Page text:
Parent Engagement Project

about the project

The ethics of recruiting, retaining and tracing research participants online

The ability to effectively engage participants remains one of the greatest challenges to parenting, family and child development research, and the greatest threat to project completion, budget and deliverables. These challenges are heightened when the research design is complex, data collection occurs over long time periods, or when the research targets ‘hard-to-reach’ populations.

Traditional approaches to the recruitment and retention of families for both intervention and observational research (e.g., face to face recruitment, telephone calls, mail-outs) are expensive, labour intensive and increasingly ineffective in the face of contemporary mobile populations and changing communication patterns. Modern technologies, and social media in particular, offer an opportunity to search for and make contact with people on a large (and potentially global) scale in a relatively cost effective manner.

While researchers increasingly use online technologies in their research toolkits, concern remains about the implication of this for privacy, confidentiality and informed consent. Ultimately the decision about the appropriateness of using online technologies to recruit, retain and trace participants is the responsibility of the human research ethics committees (HREC), who are charged with ensuring ethical conduct, however current ethical guidelines in Australia provide little or no guidance on this. It therefore remains unclear as to how decisions about ethical appropriateness of online technology use are being made and whether they are being made consistently across HRECs.

This study investigated the ethics of using the internet to recruit, retain and trace parents and families as research participants. This was a three-phase project that included:

  1. Review of academic and grey literature;
  2. Interviews with researchers and members of Australian HRECs; and
  3. Online survey of researchers and HREC members.

Given material:

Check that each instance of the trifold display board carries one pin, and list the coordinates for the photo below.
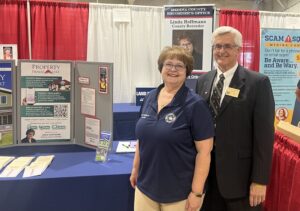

Exercise task: Condense the paragraph of the project page that begins "Traditional approaches to the recruitment" into two sentences, keeping its main facts. The lines that come after the project page are separate material and have nothing to do with it.

Full solution: Traditional ways of recruiting and retaining families for intervention and observational research, such as face-to-face recruitment, phone calls and mail-outs, are costly, labor intensive and less and less effective as populations become more mobile and communication patterns change. Modern technologies, especially social media, make it possible to find and contact people on a large, potentially global scale at relatively low cost.